# Outdoor Propane Boiler



## amsoil dealer (Nov 7, 2018)

Good morning,

Not sure if this is the correct category for this post, but I will start it here. I currently have the following setup at my house:

Geothermal forced air in the house
Radiant floor heat in my shop
200 gallon Heatmor OWB feeding a coil in the ductwork of the house and a plate exchanger in the shop.

This setup works fairly well, even though it is undersized. My Heatmor is at least 30 years old (non Stainless Steel system). I have been thinking about what to do when it comes time to replace it. I am leaning towards not getting another wood stove. Putting up the wood each year isn't so bad, but having to plan ahead for trips to make sure someone can keep it burning is inconvenient.  Does anyone make an outdoor propane boiler that I could buy to replace the wood setup?  The one thing I like about my current setup is I don't have as much risk for gas leaks, explosions or CO poisoning because I am not running a gas system in either building. I could install a ceiling mount propane furnace in the shop and install a backup propane furnace in the house, but now I just added those risks back in. Not to mention I don't have the space in the house for another heating system.

I see that Central Boiler has propane backup that will heat the water if you run out of wood, so there's technology out there that can do it. Just curious if anyone knows of a turn key system that I can purchase. My plan was to put up a single stall garage in the back yard where the wood stove sits now. The garage would house the boiler and much larger water storage than I have now. could also store the riding mower and a few other things in there as well.

Does this system exist? Does anyone have something similar that can provide feedback about efficiency?


----------



## maple1 (Nov 8, 2018)

I don't know what is available, but I would not want to burn any fossil fuel in a burner that was outdoors.


----------



## amsoil dealer (Nov 8, 2018)

I should maybe rename this post. I am looking more for a remote propane boiler. in other words, I would like to build a small, insulated structure that the propane fired boiler and water storage would be located in. This keeps me from having to replumb everything that I already have in place.


----------



## leon (Nov 10, 2018)

What you could do that would be well conceived and managed by you is build a shed for a small propane boiler with a large open to air steel  tank of 500 gallons or more to store hot water. The tank could would be insulated with standard 6-12 inch batt insulation wrapped with chicken wire to hold the batt insulation in place. The larger the tank in gallons the lower the price per gallon.

You would need to check the water level periodically and that is easy to do with a gauge glass method of monitoring the water level adding water as needed from the water feed system at the boiler.


You can purchase these tanks from the Wessels Tank Company or from your local B+G plumbing supply distributor.

[Dataset records]
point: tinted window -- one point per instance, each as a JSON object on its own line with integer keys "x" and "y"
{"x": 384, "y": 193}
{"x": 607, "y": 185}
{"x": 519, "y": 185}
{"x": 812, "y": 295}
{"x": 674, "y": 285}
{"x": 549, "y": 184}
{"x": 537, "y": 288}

Set exercise => In the outdoor propane boiler thread, what size of hot water storage tank does leon suggest putting in the shed?

Solution for this problem => A large open-to-air steel tank of 500 gallons or more.